INFORMATION SUPPLIED start
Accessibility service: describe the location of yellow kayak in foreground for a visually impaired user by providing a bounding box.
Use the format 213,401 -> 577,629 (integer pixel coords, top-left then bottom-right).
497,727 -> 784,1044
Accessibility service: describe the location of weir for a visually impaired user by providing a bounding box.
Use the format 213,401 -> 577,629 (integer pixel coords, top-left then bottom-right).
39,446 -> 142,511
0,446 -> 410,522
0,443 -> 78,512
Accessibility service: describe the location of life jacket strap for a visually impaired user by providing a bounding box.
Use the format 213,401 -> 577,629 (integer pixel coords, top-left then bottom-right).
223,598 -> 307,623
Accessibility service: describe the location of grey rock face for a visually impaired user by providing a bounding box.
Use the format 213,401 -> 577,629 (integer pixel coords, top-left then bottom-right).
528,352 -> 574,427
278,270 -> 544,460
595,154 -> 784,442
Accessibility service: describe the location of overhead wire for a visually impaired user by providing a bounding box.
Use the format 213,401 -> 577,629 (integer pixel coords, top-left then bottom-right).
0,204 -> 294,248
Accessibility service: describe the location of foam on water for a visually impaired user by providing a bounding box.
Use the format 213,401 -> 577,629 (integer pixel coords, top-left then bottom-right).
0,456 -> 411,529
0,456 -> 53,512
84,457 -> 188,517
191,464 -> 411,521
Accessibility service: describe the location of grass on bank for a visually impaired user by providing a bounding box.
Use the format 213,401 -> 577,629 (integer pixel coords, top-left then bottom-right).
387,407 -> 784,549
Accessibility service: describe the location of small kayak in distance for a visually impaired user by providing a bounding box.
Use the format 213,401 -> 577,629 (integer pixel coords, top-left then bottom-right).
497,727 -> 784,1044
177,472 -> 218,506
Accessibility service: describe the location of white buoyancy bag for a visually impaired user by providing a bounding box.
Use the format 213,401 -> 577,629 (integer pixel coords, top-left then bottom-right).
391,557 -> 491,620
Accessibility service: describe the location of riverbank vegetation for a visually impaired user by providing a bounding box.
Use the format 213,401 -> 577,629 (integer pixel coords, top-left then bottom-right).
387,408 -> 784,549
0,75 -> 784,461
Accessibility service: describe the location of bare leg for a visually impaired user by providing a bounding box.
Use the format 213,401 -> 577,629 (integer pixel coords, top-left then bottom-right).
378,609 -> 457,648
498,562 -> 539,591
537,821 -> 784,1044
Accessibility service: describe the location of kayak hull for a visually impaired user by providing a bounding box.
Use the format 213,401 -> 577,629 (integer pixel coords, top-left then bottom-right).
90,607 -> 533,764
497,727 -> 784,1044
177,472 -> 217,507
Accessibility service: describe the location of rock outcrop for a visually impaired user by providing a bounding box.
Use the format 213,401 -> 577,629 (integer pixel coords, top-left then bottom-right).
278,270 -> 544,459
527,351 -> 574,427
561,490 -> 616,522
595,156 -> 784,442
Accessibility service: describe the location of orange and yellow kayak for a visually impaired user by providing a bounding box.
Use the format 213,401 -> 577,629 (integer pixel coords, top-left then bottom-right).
INFORMATION SUPPLIED end
EXERCISE AIM — Copy the data above word for word.

CORRECT OUTPUT —
Accessibility service: describe the location of yellow kayak in foreground for a visually impaired user by providing a bounding box.
Use the format 213,401 -> 577,629 (integer pixel coords, top-left then bottom-right).
497,727 -> 784,1044
Accessibility service: describe the location of weir for a visually impaired user by providing a bounding box.
Use the format 213,401 -> 577,629 (integer pixel coords, top-left then bottom-right).
39,446 -> 142,511
0,446 -> 410,522
0,443 -> 78,512
Accessibility service: describe the location of life jacket strap for a visually impaired user by providing a bounding box.
Use the format 213,401 -> 577,629 (integer pixel coords, top-left then bottom-right).
223,598 -> 307,623
Accessibility service: describe the location of grey rock face for a visually impaired user by providing a bounding box.
Use the format 213,401 -> 577,629 (integer pixel coords, top-left then bottom-right).
528,352 -> 574,427
278,270 -> 544,460
595,154 -> 784,442
Accessibility service: describe the location of overhead wire for a visually impaired user by providing a bounding box.
Use the format 213,401 -> 577,629 (integer pixel coords, top-left then bottom-right).
0,204 -> 294,248
Accessibility service: describe the location of foam on water for a visually impaired user by providing a bounding box.
Use the format 213,401 -> 577,629 (integer pixel coords, top-left then bottom-right).
0,456 -> 411,529
0,456 -> 53,512
84,457 -> 188,517
191,464 -> 411,521
Accessibility service: describe the location of grass on bank for a visually impaired user by providing a bounding box.
Use the format 213,401 -> 577,629 (integer pixel coords, top-left then bottom-right).
387,407 -> 784,549
Accessibility service: describe the location of small kayak in distance for a visually impaired user by providing a bounding box.
Use the format 213,401 -> 577,629 (integer pixel coords, top-left then bottom-right).
497,727 -> 784,1044
177,472 -> 218,506
Accessibility service: describe the location of white buoyancy bag for a visually impaired user by providing a bounding box.
Use the format 213,401 -> 577,629 (integer pixel coords, top-left then bottom-right).
391,557 -> 491,620
Accessibility service: describe the location of riverbank vegetation for a visually impaired user by providing a bounding box.
Use the format 213,401 -> 577,629 (integer pixel coords, top-left then bottom-right).
387,408 -> 784,549
0,75 -> 784,461
Accessibility service: describe the location of bare leg for a visually impaired user by providing a bounding box.
Use the format 213,401 -> 577,629 (integer pixel coords, top-left then bottom-right).
378,609 -> 457,648
498,562 -> 539,591
537,821 -> 784,1044
Accessibility service: describe the location of kayak hull for a visually impaired user by providing a bounding box.
Use the format 213,401 -> 577,629 (integer pixel coords, top-left then bottom-right).
90,607 -> 533,764
497,727 -> 784,1044
177,472 -> 217,507
Accessibility service: describe the location of rock outcrop for a visually impaired user by providing a bounding box.
Use the format 213,401 -> 577,629 (integer pixel coords, top-left then bottom-right).
278,270 -> 544,459
527,351 -> 574,427
561,490 -> 616,522
595,156 -> 784,442
Accessibility service: describe the location of orange and yellow kayak for a visually impaired user by providing a bounding box.
Use the format 213,401 -> 577,629 (integer pixel coords, top-left then bottom-right).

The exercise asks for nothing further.